What the exercise asks:
A verbatim copy of all the data is required; the pictures should not appear in it.

(Image point grounding data)
+-------+

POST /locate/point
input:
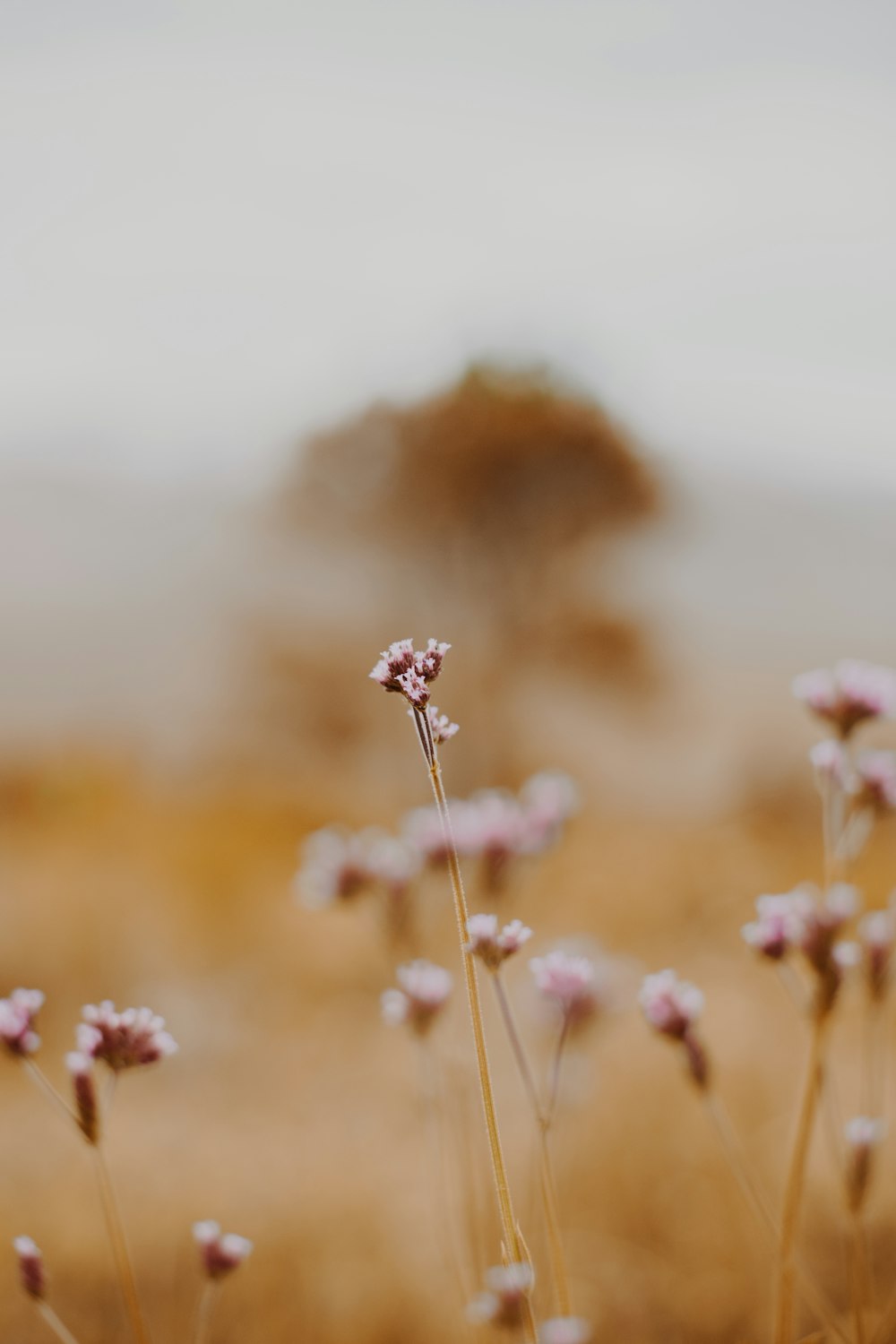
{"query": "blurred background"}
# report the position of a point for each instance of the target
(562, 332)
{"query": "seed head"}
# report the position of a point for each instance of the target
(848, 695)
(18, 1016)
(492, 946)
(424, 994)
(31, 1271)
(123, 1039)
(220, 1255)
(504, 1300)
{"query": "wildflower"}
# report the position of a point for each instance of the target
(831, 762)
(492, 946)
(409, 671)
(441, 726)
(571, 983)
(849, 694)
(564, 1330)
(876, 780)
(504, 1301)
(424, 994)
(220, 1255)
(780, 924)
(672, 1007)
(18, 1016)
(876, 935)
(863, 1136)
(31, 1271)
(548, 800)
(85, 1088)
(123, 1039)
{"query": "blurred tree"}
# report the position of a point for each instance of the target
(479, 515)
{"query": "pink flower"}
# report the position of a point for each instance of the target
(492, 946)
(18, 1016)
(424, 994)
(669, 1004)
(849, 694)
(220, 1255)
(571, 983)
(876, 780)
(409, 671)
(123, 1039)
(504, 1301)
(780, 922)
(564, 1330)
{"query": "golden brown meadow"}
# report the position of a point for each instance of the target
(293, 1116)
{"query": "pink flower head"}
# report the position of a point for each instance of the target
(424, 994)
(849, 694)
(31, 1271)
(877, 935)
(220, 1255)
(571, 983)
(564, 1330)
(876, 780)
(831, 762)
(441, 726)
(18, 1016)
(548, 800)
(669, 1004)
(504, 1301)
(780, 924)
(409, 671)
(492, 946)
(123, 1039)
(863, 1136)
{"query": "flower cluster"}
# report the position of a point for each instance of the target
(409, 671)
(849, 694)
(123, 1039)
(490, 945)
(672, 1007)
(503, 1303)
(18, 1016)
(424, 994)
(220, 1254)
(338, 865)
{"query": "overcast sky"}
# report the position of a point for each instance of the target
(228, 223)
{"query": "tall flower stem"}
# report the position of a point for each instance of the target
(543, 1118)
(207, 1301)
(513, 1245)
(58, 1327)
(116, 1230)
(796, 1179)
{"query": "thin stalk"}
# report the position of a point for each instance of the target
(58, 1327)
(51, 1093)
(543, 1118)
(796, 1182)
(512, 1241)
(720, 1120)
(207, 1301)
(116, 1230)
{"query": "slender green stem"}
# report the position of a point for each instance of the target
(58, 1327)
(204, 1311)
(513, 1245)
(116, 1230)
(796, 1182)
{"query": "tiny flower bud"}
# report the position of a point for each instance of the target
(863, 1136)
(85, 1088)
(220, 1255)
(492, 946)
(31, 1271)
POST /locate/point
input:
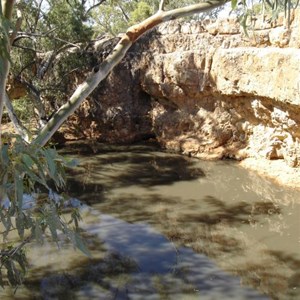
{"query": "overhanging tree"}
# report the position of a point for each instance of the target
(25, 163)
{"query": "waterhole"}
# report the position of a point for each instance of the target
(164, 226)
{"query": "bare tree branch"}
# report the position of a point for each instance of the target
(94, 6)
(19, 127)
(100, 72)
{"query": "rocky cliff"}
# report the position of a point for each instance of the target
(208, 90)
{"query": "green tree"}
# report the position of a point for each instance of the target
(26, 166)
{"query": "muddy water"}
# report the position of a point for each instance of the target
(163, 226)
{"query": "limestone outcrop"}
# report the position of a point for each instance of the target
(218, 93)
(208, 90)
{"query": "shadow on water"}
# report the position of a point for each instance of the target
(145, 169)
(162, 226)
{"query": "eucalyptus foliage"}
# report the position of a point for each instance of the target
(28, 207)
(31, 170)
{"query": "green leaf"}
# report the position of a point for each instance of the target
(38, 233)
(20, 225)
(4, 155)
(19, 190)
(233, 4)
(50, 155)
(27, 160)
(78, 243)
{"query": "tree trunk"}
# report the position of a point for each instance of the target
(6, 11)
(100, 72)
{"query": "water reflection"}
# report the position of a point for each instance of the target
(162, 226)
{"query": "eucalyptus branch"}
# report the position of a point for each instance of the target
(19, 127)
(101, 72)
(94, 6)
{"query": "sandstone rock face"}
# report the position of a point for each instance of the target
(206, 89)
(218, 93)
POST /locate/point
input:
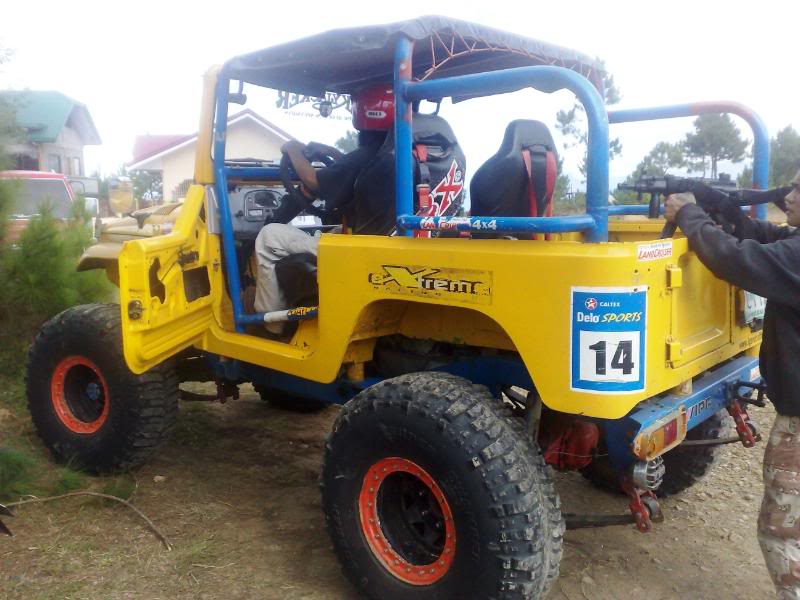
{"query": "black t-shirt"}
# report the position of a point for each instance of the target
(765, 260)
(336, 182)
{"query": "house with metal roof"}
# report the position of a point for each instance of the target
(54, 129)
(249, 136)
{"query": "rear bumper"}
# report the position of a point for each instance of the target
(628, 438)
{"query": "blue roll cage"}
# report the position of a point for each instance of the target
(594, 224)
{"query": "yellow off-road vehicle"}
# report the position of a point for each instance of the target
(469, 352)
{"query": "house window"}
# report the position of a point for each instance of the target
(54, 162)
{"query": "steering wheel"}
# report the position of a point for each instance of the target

+-------+

Response area:
POST /locate/point
input:
{"query": "blurred background"}
# report the position of a point for each instance of the target
(562, 332)
{"query": "seed head"}
# report the position of a point for each instance of the target
(848, 695)
(18, 1016)
(492, 946)
(424, 994)
(31, 1271)
(123, 1039)
(220, 1255)
(504, 1300)
{"query": "wildflower"}
# report the position of a point for each instance of the target
(831, 762)
(492, 946)
(409, 671)
(441, 726)
(571, 983)
(849, 694)
(564, 1330)
(876, 780)
(504, 1301)
(424, 994)
(220, 1255)
(780, 924)
(672, 1007)
(18, 1016)
(876, 935)
(863, 1136)
(31, 1271)
(548, 800)
(85, 1088)
(123, 1039)
{"query": "blurred tree"}
# report the position of a point for each instance of the target
(479, 515)
{"query": "pink flower"}
# report the position of a point for each instance of the target
(492, 946)
(18, 1016)
(424, 994)
(669, 1004)
(849, 694)
(220, 1255)
(571, 983)
(876, 780)
(409, 671)
(123, 1039)
(504, 1301)
(780, 922)
(564, 1330)
{"query": "golden brown meadow"}
# report the position of a point for each instance of the target
(293, 1116)
{"query": "pink flower head"}
# report the position of a point for each instance of the target
(424, 994)
(849, 694)
(31, 1271)
(877, 935)
(220, 1255)
(571, 983)
(564, 1330)
(876, 780)
(831, 762)
(441, 726)
(18, 1016)
(548, 800)
(669, 1004)
(504, 1301)
(780, 924)
(409, 671)
(492, 946)
(123, 1039)
(863, 1136)
{"query": "flower cluster"}
# report the position of a point for each instance of the target
(409, 671)
(849, 694)
(123, 1039)
(490, 945)
(672, 1007)
(503, 1303)
(18, 1016)
(424, 994)
(220, 1254)
(338, 865)
{"query": "overcast sky"}
# report the position of a point for each instance of the target
(228, 223)
{"query": "tall flower stem"}
# report the position of a point for each instance of the target
(543, 1118)
(207, 1301)
(513, 1245)
(58, 1327)
(116, 1230)
(796, 1179)
{"query": "thin stalk"}
# report the position of a point for each instance of the target
(58, 1327)
(51, 1093)
(543, 1118)
(796, 1182)
(512, 1241)
(720, 1120)
(207, 1301)
(116, 1230)
{"query": "slender green stem"}
# report the position of a point for each instance of the target
(58, 1327)
(204, 1311)
(513, 1245)
(116, 1230)
(796, 1182)
{"query": "tiny flower bud"}
# report the position of a point for each instance of the target
(863, 1136)
(85, 1088)
(220, 1255)
(492, 946)
(31, 1271)
POST /locate/point
input:
{"query": "overhanging tree"}
# report the position of a point for each instance of the target
(25, 163)
{"query": "waterhole"}
# report the position of a point for each instance of the target
(164, 226)
{"query": "bare tree branch"}
# report the position of a point for each instance of the target
(94, 6)
(19, 127)
(100, 72)
{"query": "rocky cliff"}
# report the position of a point for each instance of the target
(208, 90)
{"query": "green tree"}
# report the position of a point for each instance of the target
(26, 166)
{"query": "muddy water"}
# report the position of a point for each instance of the target
(163, 226)
{"query": "limestone outcrop"}
# report the position of a point for each instance of the target
(218, 93)
(208, 90)
{"query": "shadow on water"}
# report the position of a point for each instance of the target
(145, 169)
(162, 226)
{"query": "eucalyptus foliage"}
# report the position of a point for each instance of the target
(28, 207)
(31, 170)
{"query": "green leaf"}
# report the position of a point for each instance of the target
(38, 233)
(20, 225)
(4, 155)
(19, 190)
(233, 4)
(50, 155)
(27, 160)
(78, 243)
{"query": "tree trunk"}
# report the position of a point for each instance of the target
(6, 11)
(100, 72)
{"query": "water reflection"}
# report the position of a point for each instance of the target
(162, 226)
{"query": "eucalyptus branch"}
# report the position of a point for each instance of the target
(19, 127)
(101, 72)
(94, 6)
{"query": "sandstone rock face"}
# report the position of a point for each instance of the target
(206, 89)
(218, 93)
POST /locate/point
input:
{"query": "black t-shirt"}
# report the position of a point for each instance of the target
(765, 260)
(336, 182)
{"query": "house with metal roof"}
# report the position of a point for each instance of the target
(54, 129)
(249, 136)
{"query": "rear bumper"}
# report the position of a point for each instance of the target
(628, 438)
{"query": "blue roll cage"}
# report the position of a point for each instance of the target
(594, 224)
{"query": "yellow off-road vehicle"}
# report the position of a point for each instance of the target
(469, 352)
{"query": "house window"}
# report the position of a point for each instance of the target
(54, 162)
{"query": "steering wheel"}
# report the position of a point for each instance of the target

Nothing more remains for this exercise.